Les résultats de l’IRM ont mis en évidence que les participant étant caractérisés comme « surmenés » présentaient un niveau de performance cognitive similaire au groupe contrôle pour les tâches de mémoire et de vigilance (malgré un effort mental supérieur). Surprenant, quand on sait que les tâches de mémoire sont celles requérant le plus haut niveau de ressources mentales… Toutefois était-il possible de songer que ces tâches n’étaient pas suffisamment difficiles pour entraîner une perturbation significative chez les participants.

 

En revanche, la différence entre les groupes était réelle sur les tâches de préférence / de choix. Pour information, ces tâches demandaient au participant de choisir entre une faible somme à recevoir immédiatement et une forte somme d’argent récupérable plus tard (ex : 25€ maintenant vs. 100€ dans 10 jours). Pour donner plus de sens à l’étude, les participants étaient effectivement payés en fonction des sommes récoltées durant tout le protocole. Ce qui a rendu les résultats d’autant plus intéressants :

 

  1. Au niveau des choix effectués par les athlètes surmenés, une plus grande tendance aux récompenses immédiates était observée par rapport au groupe contrôle, caractérisée par le souci de choisir plutôt « 25€ maintenant » dans l’exemple ci-dessus.

Extrait de données:

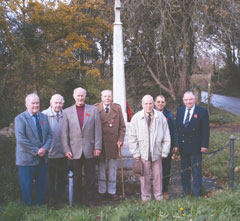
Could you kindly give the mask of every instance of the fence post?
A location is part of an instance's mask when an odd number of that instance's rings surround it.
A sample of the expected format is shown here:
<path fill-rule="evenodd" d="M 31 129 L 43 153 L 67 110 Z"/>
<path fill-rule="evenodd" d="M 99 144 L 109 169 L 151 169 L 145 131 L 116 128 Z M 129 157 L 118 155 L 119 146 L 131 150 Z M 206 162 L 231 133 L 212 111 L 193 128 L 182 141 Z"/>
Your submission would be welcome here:
<path fill-rule="evenodd" d="M 229 188 L 233 189 L 234 187 L 234 140 L 236 137 L 234 135 L 230 135 L 230 171 L 229 171 Z"/>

Consigne: Recopiez intégralement et sans la moindre modification le texte sur l'étude IRM menée auprès d'athlètes surmenés.

Zone de réponse:
Les résultats de l’IRM ont mis en évidence que les participant étant caractérisés comme « surmenés » présentaient un niveau de performance cognitive similaire au groupe contrôle pour les tâches de mémoire et de vigilance (malgré un effort mental supérieur). Surprenant, quand on sait que les tâches de mémoire sont celles requérant le plus haut niveau de ressources mentales… Toutefois était-il possible de songer que ces tâches n’étaient pas suffisamment difficiles pour entraîner une perturbation significative chez les participants.

 

En revanche, la différence entre les groupes était réelle sur les tâches de préférence / de choix. Pour information, ces tâches demandaient au participant de choisir entre une faible somme à recevoir immédiatement et une forte somme d’argent récupérable plus tard (ex : 25€ maintenant vs. 100€ dans 10 jours). Pour donner plus de sens à l’étude, les participants étaient effectivement payés en fonction des sommes récoltées durant tout le protocole. Ce qui a rendu les résultats d’autant plus intéressants :

 

  1. Au niveau des choix effectués par les athlètes surmenés, une plus grande tendance aux récompenses immédiates était observée par rapport au groupe contrôle, caractérisée par le souci de choisir plutôt « 25€ maintenant » dans l’exemple ci-dessus.